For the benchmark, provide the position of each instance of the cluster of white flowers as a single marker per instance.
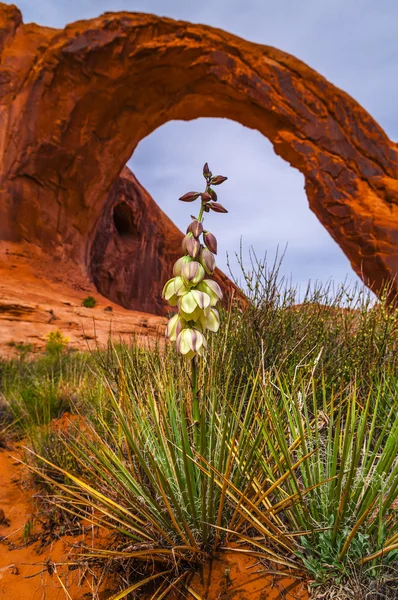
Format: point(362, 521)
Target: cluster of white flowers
point(189, 290)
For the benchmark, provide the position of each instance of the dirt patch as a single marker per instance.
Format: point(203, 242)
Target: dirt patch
point(237, 576)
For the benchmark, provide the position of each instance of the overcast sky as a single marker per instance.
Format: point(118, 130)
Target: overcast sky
point(353, 43)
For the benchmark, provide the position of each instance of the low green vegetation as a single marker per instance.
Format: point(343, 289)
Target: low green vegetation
point(297, 461)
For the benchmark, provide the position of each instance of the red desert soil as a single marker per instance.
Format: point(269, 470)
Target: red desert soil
point(36, 299)
point(235, 576)
point(25, 569)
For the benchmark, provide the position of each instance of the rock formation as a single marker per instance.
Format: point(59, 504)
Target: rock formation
point(74, 104)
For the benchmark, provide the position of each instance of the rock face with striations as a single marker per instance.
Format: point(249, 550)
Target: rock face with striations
point(74, 104)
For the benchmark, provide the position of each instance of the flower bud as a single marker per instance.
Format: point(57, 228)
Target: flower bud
point(210, 321)
point(210, 241)
point(193, 272)
point(179, 286)
point(196, 228)
point(193, 305)
point(174, 327)
point(206, 171)
point(179, 264)
point(211, 289)
point(190, 342)
point(213, 195)
point(218, 180)
point(217, 207)
point(169, 292)
point(205, 197)
point(189, 196)
point(191, 245)
point(207, 260)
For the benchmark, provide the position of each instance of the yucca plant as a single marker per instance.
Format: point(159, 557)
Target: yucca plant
point(141, 476)
point(172, 471)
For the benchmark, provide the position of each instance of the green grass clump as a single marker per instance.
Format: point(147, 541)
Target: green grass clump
point(297, 458)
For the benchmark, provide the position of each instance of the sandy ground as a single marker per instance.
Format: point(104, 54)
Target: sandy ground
point(29, 571)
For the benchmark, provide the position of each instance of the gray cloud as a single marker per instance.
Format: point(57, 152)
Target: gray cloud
point(352, 44)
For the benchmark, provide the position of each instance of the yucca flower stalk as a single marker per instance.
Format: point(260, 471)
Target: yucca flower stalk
point(195, 295)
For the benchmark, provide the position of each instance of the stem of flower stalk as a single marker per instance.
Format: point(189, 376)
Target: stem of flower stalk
point(200, 217)
point(195, 401)
point(194, 378)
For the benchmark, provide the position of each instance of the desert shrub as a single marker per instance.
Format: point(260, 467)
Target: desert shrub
point(56, 342)
point(89, 302)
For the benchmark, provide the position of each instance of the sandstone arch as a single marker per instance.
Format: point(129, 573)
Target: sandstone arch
point(76, 102)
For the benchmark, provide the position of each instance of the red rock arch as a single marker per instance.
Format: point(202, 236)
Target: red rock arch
point(78, 101)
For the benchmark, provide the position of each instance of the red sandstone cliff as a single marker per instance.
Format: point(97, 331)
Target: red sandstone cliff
point(75, 103)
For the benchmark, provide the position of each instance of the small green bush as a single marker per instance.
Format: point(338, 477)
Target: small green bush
point(89, 302)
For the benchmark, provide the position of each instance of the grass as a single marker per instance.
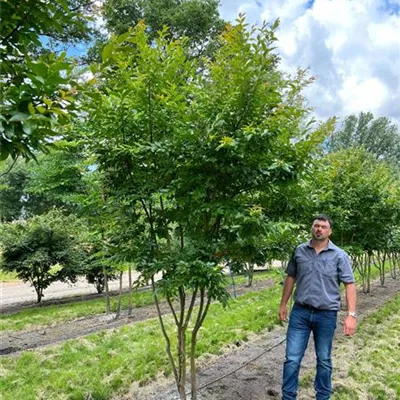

Direction: Update every row above by changing "marker" to "dot" and leaving everything else as it is. Leave the pictures out of your answer.

Answer to this task:
For the benchmark, provide the position of each instance of the cluster of white flowers as a single dot per instance.
Format: point(362, 521)
Target: cluster of white flowers
point(189, 290)
For the benchmark, provide the position of each instance of the dirt patch as a single dot per instance.
Format: point(203, 242)
Target: dirt patch
point(237, 576)
For the benchmark, provide the position of each instance of the overcast sky as a single dot per instance.
Format: point(118, 130)
Target: overcast sky
point(353, 43)
For the benchmark, provide the position of each instance of the low green vegetation as a single dot per instance.
Format: point(343, 289)
Target: low green vegetation
point(297, 461)
For the benchmark, provide the position of each instance of the red desert soil as a single dot per instance.
Format: point(269, 470)
Target: red desert soil
point(36, 299)
point(235, 576)
point(25, 569)
For the benchmark, provide the position of each instance of the rock formation as a single dot per instance.
Format: point(59, 504)
Target: rock formation
point(74, 104)
For the benchmark, provide the position of each instance of the rock face with striations as a single dot per instance.
Format: point(249, 550)
Target: rock face with striations
point(74, 104)
For the benchmark, provide the position of each instance of the flower bud as a single dot per instance.
Format: point(57, 228)
Target: flower bud
point(210, 321)
point(210, 241)
point(193, 272)
point(179, 286)
point(196, 228)
point(193, 305)
point(174, 327)
point(206, 171)
point(179, 264)
point(211, 289)
point(190, 342)
point(213, 195)
point(218, 180)
point(217, 207)
point(169, 292)
point(205, 197)
point(189, 196)
point(191, 245)
point(207, 260)
For the benchmark, provide the position of each instance of the yucca plant as a single dot per instance.
Format: point(159, 557)
Target: yucca plant
point(141, 476)
point(172, 471)
For the benchmark, provide the position of each instance of the green grass clump as a single dot per instance.
Format: point(147, 541)
Target: green grass clump
point(297, 458)
For the benchmark, provide the position of each instance of the sandy ground as a single dot per instance.
Format: point(104, 54)
Target: sandy ground
point(29, 571)
For the benchmark, provide the position of each instance of the gray cloud as a single dot per instance.
Format: point(57, 152)
Target: gray cloud
point(352, 44)
For the benchmark, provide the position of each instance of the yucca flower stalk as a single dot per instance.
Format: point(260, 471)
Target: yucca flower stalk
point(195, 295)
For the benchmark, provide the position of each instance of the stem of flower stalk as a single dot per instance.
Format: point(189, 376)
Target: stem of flower stalk
point(200, 217)
point(195, 401)
point(194, 378)
For the benchmark, provide the position of each instance of the desert shrub as a single dot per instance.
Format: point(260, 467)
Target: desert shrub
point(56, 342)
point(89, 302)
For the benchmark, provide the position of each instance of the sandstone arch as a single dot per instance.
Format: point(129, 573)
Target: sandstone arch
point(76, 102)
For the benchmark, provide the position of each instance of the red rock arch as a single dot per instance.
Format: point(202, 236)
Target: red rock arch
point(78, 101)
For the benchmark, provide the position of each instance of the red sandstone cliff as a single dot per instance.
Format: point(97, 331)
Target: red sandstone cliff
point(75, 103)
For the benchmark, provide the position of each instance of the small green bush as a single dot per instance.
Format: point(338, 477)
Target: small green bush
point(89, 302)
For the benchmark, provide the position of each instance of the grass as a single dot per instance.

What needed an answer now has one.